**Document excerpt:**
## Begin

On page 139-140 of Death and Its Mystery: Before Death by the astronomer Camille Flammarion, we have an account by a Dr. Quintard: 

"A child of seven, Ludovico, possessed a gift for solving problems similar to that of the celebrated Inaudi. The child's father finally noticed one day, first, that he hardly listened to the reading of the problems that were given him, and, secondly, that his mother's presence was the one condition necessary for the success of the experiment. She always had to have the required solution under her eyes or in her mind. From this he deduced that his son did not calculate but divined, or, to be more exact, that the mother transmitted her thought to him; and he resolved to make sure of the matter. Consequently, he asked her to open the dictionary and ask the boy which page she was looking at, and the boy answered at once : 'It is page four fifty-six,' which was correct. Ten times he repeated this and ten times we obtained the same result. When a sentence of any length was written on a tablet it was enough for it to pass under the mother's eyes for the child, when questioned, even by a stranger, to be able to repeat the whole of it." 


I have had personal experiences very strongly suggesting telepathy between me and family members (a daughter and a sister), and at this link (which includes some other fascinating accounts of ESP) you can read my accounts of what seemed like telepathy between me and a family member. 

On page 140-141 of Death and Its Mystery: Before Death by the astronomer Camille Flammarion, we have an astonishing account by Joseph Doutaz, who claimed to have had a dream of the words written by his father a short time ago: 

"It was in the middle of November of the year 1859. At the time I was eighteen years old. I went to bed and to sleep.....I saw the sorrowful face of my dear old father....'My dear Joseph,' he said, 'it is with great sorrow that I am writing to tell you that your poor sister, Josephine, is dying in Paris.' I was awakened by this vision but said to myself at once: "Ah! bah ! it is a dream !' At that I went to sleep again. But behold, the same vision appeared again, exactly as at first, with the same sorrowful look and the same words: 'My dear Joseph,' etc., 'but your mother does not yet know the sad news.' 'This time,' I said, jumping out of bed, 'I no longer believe it's a dream,' and under the painful impression of a sorrowful reality, I dressed and looked at my watch : it was half -past twelve. When day had come I set out for the college...I opened the package at once. It was accompanied by a letter from my father, written in great haste; I read: 'Dear Joseph, it is with great sorrow that I am writing to tell you that your poor sister Josephine is dying in Paris.'"

## End

**Dataset entries:**
## Begin

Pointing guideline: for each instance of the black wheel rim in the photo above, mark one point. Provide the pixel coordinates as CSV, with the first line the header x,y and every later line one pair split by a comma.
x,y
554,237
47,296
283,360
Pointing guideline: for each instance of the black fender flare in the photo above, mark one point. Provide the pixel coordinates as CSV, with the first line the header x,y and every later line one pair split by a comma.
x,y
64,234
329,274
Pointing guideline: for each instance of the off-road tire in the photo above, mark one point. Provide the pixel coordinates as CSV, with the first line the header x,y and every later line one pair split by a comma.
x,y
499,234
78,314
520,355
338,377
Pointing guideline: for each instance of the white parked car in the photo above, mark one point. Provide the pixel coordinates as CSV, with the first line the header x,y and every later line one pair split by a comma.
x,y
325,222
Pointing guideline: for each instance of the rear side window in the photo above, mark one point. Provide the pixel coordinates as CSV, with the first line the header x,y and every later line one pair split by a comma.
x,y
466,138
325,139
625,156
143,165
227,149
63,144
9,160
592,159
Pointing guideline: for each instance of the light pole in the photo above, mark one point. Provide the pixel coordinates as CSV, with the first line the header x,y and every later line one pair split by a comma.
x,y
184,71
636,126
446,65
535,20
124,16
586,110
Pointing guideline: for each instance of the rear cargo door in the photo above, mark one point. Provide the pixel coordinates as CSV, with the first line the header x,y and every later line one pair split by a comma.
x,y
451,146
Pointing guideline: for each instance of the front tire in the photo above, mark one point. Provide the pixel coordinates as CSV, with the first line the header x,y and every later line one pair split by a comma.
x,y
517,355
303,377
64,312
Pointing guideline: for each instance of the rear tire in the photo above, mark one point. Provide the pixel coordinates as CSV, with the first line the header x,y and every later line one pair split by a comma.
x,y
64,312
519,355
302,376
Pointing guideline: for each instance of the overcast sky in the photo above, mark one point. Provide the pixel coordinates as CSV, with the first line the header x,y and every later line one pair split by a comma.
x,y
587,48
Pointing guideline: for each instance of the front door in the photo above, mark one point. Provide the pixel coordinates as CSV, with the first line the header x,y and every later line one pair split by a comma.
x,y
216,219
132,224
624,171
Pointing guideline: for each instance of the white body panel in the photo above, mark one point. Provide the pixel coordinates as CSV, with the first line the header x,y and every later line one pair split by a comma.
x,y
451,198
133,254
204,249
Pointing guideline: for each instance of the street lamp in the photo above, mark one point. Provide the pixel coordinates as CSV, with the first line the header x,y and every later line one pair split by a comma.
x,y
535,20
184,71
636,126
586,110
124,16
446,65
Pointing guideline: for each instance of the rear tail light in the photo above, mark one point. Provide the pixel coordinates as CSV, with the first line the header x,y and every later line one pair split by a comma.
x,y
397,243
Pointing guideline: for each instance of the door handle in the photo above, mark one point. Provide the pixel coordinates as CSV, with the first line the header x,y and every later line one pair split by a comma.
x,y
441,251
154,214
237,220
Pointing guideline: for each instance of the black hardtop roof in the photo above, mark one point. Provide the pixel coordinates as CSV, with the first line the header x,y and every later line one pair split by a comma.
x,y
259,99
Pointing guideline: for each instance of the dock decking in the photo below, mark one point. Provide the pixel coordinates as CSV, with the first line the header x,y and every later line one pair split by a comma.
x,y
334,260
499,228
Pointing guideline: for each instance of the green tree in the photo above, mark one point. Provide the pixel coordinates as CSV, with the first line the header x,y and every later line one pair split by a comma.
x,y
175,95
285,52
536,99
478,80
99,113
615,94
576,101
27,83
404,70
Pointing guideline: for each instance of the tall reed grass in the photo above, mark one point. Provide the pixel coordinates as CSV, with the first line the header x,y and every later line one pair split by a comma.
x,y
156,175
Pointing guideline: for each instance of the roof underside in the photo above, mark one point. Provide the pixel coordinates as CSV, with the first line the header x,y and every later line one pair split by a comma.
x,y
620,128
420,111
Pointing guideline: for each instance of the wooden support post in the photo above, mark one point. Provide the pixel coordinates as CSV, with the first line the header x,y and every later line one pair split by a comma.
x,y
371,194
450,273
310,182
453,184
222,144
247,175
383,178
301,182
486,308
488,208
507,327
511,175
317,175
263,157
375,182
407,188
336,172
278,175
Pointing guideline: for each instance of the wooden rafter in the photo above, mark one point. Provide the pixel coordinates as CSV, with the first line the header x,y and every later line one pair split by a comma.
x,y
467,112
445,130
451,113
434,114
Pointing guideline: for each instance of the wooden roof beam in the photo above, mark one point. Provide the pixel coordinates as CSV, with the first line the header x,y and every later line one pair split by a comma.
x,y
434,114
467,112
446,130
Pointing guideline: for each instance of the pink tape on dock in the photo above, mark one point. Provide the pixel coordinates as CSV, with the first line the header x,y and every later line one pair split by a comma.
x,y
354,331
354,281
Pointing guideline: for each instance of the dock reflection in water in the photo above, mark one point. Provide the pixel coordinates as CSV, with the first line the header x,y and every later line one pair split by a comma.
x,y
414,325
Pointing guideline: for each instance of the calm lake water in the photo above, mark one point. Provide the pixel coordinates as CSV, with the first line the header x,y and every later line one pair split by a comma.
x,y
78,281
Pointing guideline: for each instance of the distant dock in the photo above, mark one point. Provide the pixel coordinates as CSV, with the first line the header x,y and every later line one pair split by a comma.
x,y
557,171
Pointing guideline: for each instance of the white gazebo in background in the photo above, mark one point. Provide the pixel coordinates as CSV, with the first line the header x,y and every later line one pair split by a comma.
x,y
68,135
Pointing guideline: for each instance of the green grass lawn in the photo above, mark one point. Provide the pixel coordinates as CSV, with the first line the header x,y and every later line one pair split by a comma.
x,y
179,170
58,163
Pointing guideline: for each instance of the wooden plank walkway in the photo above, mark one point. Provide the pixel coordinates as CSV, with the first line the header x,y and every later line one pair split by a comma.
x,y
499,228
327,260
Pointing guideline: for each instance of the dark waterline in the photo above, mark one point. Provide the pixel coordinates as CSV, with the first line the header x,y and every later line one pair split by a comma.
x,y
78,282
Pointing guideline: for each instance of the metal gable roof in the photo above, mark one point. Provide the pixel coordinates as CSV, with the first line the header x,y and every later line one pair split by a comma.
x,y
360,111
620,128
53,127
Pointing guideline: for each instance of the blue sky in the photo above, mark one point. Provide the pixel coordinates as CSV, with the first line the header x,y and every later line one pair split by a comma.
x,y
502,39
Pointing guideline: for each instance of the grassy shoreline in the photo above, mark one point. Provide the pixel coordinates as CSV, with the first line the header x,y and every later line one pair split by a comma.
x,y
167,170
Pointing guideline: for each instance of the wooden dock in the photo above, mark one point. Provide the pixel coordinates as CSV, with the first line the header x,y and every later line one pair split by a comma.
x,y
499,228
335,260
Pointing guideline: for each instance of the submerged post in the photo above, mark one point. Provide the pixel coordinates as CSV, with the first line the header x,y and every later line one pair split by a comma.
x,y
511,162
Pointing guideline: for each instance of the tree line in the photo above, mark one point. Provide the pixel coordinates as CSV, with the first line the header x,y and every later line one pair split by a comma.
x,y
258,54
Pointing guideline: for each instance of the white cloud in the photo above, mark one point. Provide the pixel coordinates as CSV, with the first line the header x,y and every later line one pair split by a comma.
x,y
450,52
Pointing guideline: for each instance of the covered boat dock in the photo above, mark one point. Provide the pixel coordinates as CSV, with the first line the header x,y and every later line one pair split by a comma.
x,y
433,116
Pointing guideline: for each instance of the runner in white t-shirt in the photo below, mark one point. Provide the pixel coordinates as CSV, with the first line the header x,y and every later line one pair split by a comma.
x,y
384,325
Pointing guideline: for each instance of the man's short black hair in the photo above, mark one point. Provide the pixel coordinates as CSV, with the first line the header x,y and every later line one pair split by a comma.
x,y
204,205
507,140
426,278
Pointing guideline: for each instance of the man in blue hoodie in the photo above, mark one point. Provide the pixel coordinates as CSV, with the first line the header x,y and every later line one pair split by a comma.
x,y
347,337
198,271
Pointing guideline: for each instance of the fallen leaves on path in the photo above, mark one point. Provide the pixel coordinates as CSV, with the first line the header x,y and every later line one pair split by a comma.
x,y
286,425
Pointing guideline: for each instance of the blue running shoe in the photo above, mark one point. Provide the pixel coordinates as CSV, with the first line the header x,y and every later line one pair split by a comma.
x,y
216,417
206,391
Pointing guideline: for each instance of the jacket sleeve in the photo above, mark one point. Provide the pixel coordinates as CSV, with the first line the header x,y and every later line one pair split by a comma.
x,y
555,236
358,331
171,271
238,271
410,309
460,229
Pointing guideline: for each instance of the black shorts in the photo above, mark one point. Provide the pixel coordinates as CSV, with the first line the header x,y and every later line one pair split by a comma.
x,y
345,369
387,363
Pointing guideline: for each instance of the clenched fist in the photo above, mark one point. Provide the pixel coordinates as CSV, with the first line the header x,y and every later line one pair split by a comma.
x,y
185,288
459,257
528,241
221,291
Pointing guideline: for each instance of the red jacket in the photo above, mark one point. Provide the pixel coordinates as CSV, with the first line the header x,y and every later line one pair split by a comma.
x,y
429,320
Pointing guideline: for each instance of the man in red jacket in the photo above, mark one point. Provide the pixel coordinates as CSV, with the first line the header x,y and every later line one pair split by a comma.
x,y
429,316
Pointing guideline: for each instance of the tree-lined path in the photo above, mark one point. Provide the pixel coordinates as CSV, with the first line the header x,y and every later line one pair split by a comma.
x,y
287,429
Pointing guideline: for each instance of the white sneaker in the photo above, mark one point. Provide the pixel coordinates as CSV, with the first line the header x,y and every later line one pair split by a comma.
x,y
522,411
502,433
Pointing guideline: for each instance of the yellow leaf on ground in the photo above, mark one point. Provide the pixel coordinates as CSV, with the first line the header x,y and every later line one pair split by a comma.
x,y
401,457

## End

**Task set:**
A: Count the lines of the records that contain the word "light" and give only that number.
B: Write what follows the last sentence of the text about apparent telepathy.

**Per-task outputs:**
A: 2

B:
On page 149 of Death and Its Mystery: Before Death by the astronomer Camille Flammarion, Canon Warburton tells this remarkable story:

"At exactly one o'clock I awoke with a start, crying out, 'By Jupiter! he has fallen!' I saw my brother, who came out of a drawing-room on to a brilliantly lighted landing, catch his foot on the first step of the stairway and fall head first, breaking the fall with his elbows and hands. I had never seen the house and I did not know where it was. Thinking very little of the accident, I went to sleep again. A half-hour later I was waked up by the abrupt entrance of my brother, who exclaimed : 'Ah, there, you are ! I nearly broke my neck. As I was leaving the ball-room I caught my foot and fell full length down the stairway.' "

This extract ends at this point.